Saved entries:
=======

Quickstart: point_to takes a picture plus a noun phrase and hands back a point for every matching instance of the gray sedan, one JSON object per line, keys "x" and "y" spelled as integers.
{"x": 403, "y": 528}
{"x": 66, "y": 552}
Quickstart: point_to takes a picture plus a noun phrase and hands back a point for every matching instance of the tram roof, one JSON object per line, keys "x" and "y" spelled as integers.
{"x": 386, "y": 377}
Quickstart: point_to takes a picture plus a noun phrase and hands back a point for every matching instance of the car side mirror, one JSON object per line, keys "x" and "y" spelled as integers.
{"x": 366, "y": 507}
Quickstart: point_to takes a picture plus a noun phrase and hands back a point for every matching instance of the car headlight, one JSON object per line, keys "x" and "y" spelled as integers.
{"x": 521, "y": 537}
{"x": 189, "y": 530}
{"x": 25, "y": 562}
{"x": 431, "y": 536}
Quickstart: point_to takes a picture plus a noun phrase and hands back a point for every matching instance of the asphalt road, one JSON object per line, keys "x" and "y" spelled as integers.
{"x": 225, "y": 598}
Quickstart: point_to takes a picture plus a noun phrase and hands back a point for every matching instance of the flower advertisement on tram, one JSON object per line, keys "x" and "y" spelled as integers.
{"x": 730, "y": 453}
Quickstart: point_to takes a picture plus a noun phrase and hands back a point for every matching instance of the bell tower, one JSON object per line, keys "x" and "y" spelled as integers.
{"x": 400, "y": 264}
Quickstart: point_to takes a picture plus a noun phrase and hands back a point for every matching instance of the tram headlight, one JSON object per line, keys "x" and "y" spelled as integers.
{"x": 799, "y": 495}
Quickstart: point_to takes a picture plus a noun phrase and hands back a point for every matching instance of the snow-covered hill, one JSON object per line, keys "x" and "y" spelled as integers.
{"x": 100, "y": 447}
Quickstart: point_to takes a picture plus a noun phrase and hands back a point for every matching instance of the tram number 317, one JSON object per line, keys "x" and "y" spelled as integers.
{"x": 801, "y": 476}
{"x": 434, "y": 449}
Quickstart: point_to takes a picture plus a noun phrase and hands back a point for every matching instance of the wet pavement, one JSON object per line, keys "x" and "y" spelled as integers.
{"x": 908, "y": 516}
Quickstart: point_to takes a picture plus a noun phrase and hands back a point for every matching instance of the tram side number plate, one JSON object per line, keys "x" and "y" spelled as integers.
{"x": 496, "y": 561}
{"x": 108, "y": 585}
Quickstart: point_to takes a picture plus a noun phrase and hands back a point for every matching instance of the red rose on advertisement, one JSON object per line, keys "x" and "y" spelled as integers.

=======

▸ Given exercise: Reproduce every line of the listing above verbatim.

▸ Written reply:
Quickstart: point_to takes a picture plus a noun phrase and hands back a point for every matching instance of the gray sedan, one JSON object per line, keys "x" and "y" spelled as integers.
{"x": 403, "y": 528}
{"x": 66, "y": 552}
Quickstart: point_to takes a picture plus a noun phrase and hands back a point for every matching instance of the tram roof, one JSON object per line, keys "x" and "y" spelled as integers.
{"x": 386, "y": 377}
Quickstart: point_to takes a picture plus a noun phrase and hands back a point for every matching instance of the car side mirror, one JSON object per line, keys "x" and "y" spelled as integers.
{"x": 366, "y": 507}
Quickstart: point_to takes a picture plus a noun phrase and hands back a point for every matching instance of the car headlight, one JSON object per line, keys "x" and "y" spelled as integers.
{"x": 521, "y": 537}
{"x": 189, "y": 530}
{"x": 25, "y": 562}
{"x": 431, "y": 536}
Quickstart: point_to takes a picture plus a noun phrase and hands back a point for every matching instance of the asphalt road, one JSON object per line, keys "x" and "y" spelled as integers.
{"x": 225, "y": 598}
Quickstart: point_to takes a picture plus a noun phrase and hands back a point for every matching instance of the flower advertisement on tram, one JSON object per line, keys "x" and "y" spelled as integers.
{"x": 730, "y": 453}
Quickstart: point_to takes a picture plus a noun phrase and hands back a point for every matching instance of the bell tower, one JSON object per line, keys "x" and "y" spelled as integers.
{"x": 400, "y": 264}
Quickstart: point_to takes a picture plus a noun phrase and hands back a point for every matching instance of the tram headlight, one JSON object per line, keys "x" and "y" spelled as integers.
{"x": 799, "y": 495}
Quickstart: point_to takes a picture plus a noun phrase and hands back a point for every matching instance of the snow-covered hill, one JSON object per line, keys "x" and "y" spelled as integers.
{"x": 100, "y": 447}
Quickstart: point_to takes a picture plus a noun phrase and hands back a point for every matching instance of the tram number 317, one JSON object per line, keys "x" and "y" spelled as integers.
{"x": 801, "y": 476}
{"x": 434, "y": 449}
Quickstart: point_to takes a picture plus a noun phrase and hands back a point for every matching instance of the wet pavement, one JSON object per line, keys "x" and "y" spelled as integers.
{"x": 908, "y": 516}
Quickstart: point_to takes a picture plus a noun phrase and hands back a point for every matching instance of the tram side number plate, one JSON object per line, keys "x" and "y" spelled as integers.
{"x": 496, "y": 561}
{"x": 108, "y": 585}
Quickstart: point_to takes a picture plus a noun phrase and hands back a point for every matching instance of the red rose on advertisement, one JSON object per line, keys "x" and "y" spelled as integers.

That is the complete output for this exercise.